## [AIM OF THE EXERCISE]
Extract the part of the article on deadly U.S. train derailments from "August 7, 1904: 96" up to and including "the wreckage below.", and copy it exactly.

## [PAGE TEXT]
=== Section Start ===
A deadly train derailment early Sunday morning in New York cast a shadow over Thanksgiving weekend, killing four and injuring at least 60 others. Thankfully, since the first U.S. train derailment in 1833, with President John Quincy Adams aboard but unscathed, the death tolls have decreased. Here’s a morbid look back at the bloodiest derailments of America’s past.
August 7, 1904: 96 Dead
An express train from Colorado Springs to Pueblo was making its way over Porter Creek Gulch in heavy rains when a flash flood hit the wooden structure and derailed the locomotive. The engine, baggage car, coach, and chair car fell into the creek, claiming 96 lives and leaving only two dozen alive. “With the breaking of daylight this morning the full horror of the scene became apparent,” a local newspaper reported. “Wreckage is visible in all directions, dead bodies being seen here and there in the piles of debris from the cars, driftwood and mud.” It was the deadliest crash Colorado had witnessed at the time, but incredibly, reconstruction of the bridge began immediately. Barely 24 hours later, trains were running the same route over the wreckage below.
November 1, 1918: 102 Dead
Brooklyn, New York
On the last days of World War I, tragedy hit home in New York when an underground rapid transit train sped into a curve, derailing near a tunnel under Malbone Street in Brooklyn, crashing into a concrete partition. In the commuter-filled train, 97 were killed at the site, and five later died of their injuries. At the train’s helm was an inexperienced motorman, filling in for colleagues who had gone on strike that morning. He had taken a bend at 30 mph instead of the 6 mph limit. Miraculously, the motorman was able to walk away unscathed. He was arrested later at his home but was acquitted of charges in 1920. “He does not know how he managed to get out of the wreck, nor how he got home,” The New York Times reported. The crash certainly didn’t help the now-defunct Brooklyn Rapid Transit Company, which went bankrupt a year later. And Malbone Street had such negative connotations it was renamed Empire Boulevard. Decades later, in 1974, a slow-moving train derailed, crashing in the same spot but resulting in no deaths or injuries.
=== Section End ===
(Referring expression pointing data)
=== Section Start ===
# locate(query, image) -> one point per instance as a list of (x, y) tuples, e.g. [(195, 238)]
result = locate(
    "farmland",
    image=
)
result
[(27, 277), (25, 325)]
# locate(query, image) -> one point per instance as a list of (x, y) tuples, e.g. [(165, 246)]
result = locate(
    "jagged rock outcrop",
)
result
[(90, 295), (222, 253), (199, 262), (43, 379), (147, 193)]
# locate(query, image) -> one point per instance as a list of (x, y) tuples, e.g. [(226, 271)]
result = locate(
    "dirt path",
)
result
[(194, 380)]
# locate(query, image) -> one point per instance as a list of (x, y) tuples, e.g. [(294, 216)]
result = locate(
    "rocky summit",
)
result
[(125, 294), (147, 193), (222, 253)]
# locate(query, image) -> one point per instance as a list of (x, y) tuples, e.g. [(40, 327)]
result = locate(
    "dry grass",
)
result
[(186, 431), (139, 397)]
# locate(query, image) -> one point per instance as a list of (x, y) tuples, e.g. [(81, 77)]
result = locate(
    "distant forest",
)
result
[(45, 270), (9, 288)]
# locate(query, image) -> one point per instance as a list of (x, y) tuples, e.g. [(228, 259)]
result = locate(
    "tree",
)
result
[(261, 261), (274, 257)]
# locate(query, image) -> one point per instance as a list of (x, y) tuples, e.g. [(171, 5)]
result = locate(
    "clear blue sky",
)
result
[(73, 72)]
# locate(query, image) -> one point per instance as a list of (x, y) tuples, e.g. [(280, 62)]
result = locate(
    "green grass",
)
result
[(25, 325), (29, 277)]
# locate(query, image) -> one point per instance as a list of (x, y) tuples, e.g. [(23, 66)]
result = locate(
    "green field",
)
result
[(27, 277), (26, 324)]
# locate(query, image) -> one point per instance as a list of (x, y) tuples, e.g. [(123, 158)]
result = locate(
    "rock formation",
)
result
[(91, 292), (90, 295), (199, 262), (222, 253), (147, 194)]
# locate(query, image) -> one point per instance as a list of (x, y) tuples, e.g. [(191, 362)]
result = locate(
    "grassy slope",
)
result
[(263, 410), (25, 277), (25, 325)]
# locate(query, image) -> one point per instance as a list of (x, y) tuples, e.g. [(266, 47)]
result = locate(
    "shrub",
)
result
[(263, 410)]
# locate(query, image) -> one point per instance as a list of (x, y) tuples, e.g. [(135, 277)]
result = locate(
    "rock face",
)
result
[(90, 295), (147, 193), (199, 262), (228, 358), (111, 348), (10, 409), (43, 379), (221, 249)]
=== Section End ===
## [RESULT]
August 7, 1904: 96 Dead
An express train from Colorado Springs to Pueblo was making its way over Porter Creek Gulch in heavy rains when a flash flood hit the wooden structure and derailed the locomotive. The engine, baggage car, coach, and chair car fell into the creek, claiming 96 lives and leaving only two dozen alive. “With the breaking of daylight this morning the full horror of the scene became apparent,” a local newspaper reported. “Wreckage is visible in all directions, dead bodies being seen here and there in the piles of debris from the cars, driftwood and mud.” It was the deadliest crash Colorado had witnessed at the time, but incredibly, reconstruction of the bridge began immediately. Barely 24 hours later, trains were running the same route over the wreckage below.